> **ФРАГМЕНТ СТРАНИЦЫ**
——————————

Затем Солженицын опубликовал «Архипелаг ГУЛАГ» и «Красное колесо». Да, в тот момент они были многим интересны. Ну а сейчас? Найдется ли хоть один человек, который их читает на ночь, как «Войну и мир» и «Евгения Онегина»? И будет ли использовать серьезный исследователь эти книги в качестве документальных материалов по истории лагерей, Первой мировой войны, революции и т. д.?
Возьмем «Август четырнадцатого». Я прочитал его где-то в 1972 или 1973 году в первом издании «YMCA-presse» (Париж, 1971). На мой дилетантский взгляд, с литературной точки зрения книжка скучная, и я читал только потому, что она была запрещена. Меня поразило, что бывший командир артиллерийской батареи, капитан Солженицын, так слабо разбирается не только в политике и истории, но и в артиллерии. Судите сами.
Автор издевается над генералом Благовещенским:
«А еще привалило 6-му такое счастье, какое редкому корпусу достается: артиллерийский тяжелый дивизион, с калибрами, мало известными в русской армии, – с шестидюймовыми гаубицами. Уж этот-то ни на что не похожий подарок и совсем не знал Благовещенский, куда пристроить, и тоже определил: в „резерв“…
Все возвращалось: неудачная поездка – сегодня день боя – он не при деле – куда-то надо спешить: к Самсонову? к Артамонову?… Он различал отчетливые в рассветной прохладе отдельные орудийные выстрелы, еще неслившиеся полеты снарядов, и тут, у села или в селе, разрывы. Трехдюймовая. Шести. А вот эта как бы не побольше».

——————————

> **БЛОК ДАННЫХ**
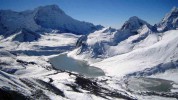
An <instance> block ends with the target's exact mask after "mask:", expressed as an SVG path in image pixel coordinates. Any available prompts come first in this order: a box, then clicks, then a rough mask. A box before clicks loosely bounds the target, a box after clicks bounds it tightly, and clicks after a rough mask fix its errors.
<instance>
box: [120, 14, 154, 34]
mask: <svg viewBox="0 0 178 100" xmlns="http://www.w3.org/2000/svg"><path fill="white" fill-rule="evenodd" d="M143 25H147V26H148V27H151V25H150V24H148V23H147V22H146V21H144V20H142V19H140V18H138V17H137V16H133V17H130V18H129V20H127V21H126V22H125V23H124V25H123V26H122V27H121V30H130V31H136V30H138V29H139V28H140V27H142V26H143Z"/></svg>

——————————

> **ВОПРОСЫ ПО МАТЕРИАЛУ**
1. В каком издании автор отрывка о книгах Солженицына прочитал «Август четырнадцатого»?
2. Продолжите отрывок о книгах Солженицына после последнего приведенного в нем предложения.

> **ОТВЕТЫ НА ЗАДАНИЯ**
1. В первом издании «YMCA-presse» (Париж, 1971).

2.
6-дюймовая гаубица у Солженицына – «счастье и подарок». А к августу 1914 года в русской армии имелась 41 батарея по 164 6-дюймовых полевых тяжелых гаубиц. А были еще и крепостные 6-дюймовые гаубицы, мало отличающиеся от полевых. Кроме того, на вооружении русской армии с 1883 года состояли сотни 6-дюймовых полевых мортир. Я уж не говорю о 6-дюймовых пушках весом в 120, 190 и 200 пудов, и т. д., и т. п. 6-дюймовый калибр имели еще полупудовые единороги веселой царицы Елизаветы Петровны. Вот такой «малоизвестный калибр» был в русской артиллерии!
Любопытно, что Солженицын в «Августе…» упоминает только два калибра в русской артиллерии – 3 дюйма и 6 дюймов. Хотя 122-мм (48-линейных) полевых гаубиц в русской армии в августе 1914 года имелось 512, то есть более чем в 3 раза больше, чем 6-дюймовых гаубиц. Но бравый капитан о 48-линейных гаубицах, равно как о 42-линейных пушках, и слыхом не слыхивал, а, поди ж, сел писать.
Солженицын в разных местах умничает, что немцы стреляли снарядами больше 6 дюймов. В полевой войне стрельба по открыто расположенным частям из орудий калибра 20 см и более – преступная трата снарядов, чего немцы никогда не допускали. Перечень ляпов нашего славного артиллериста можно продолжить еще не на одну страницу.
Почти 20 лет российские министры и президенты открыто в лицо называли Солженицына великим русским писателем. И он даже для приличия ни разу не отнекивался. Равно он не протестовал против титулов «Лев Толстой XX века» и «Достоевский XX века»? Сам себя Александр Исаевич скромно именовал «антиЛениным».
Правда, подлинный титул «великий писатель» у нас в России присваивался только его величеством Временем. И, судя по всему, Время уже вынесло свой приговор.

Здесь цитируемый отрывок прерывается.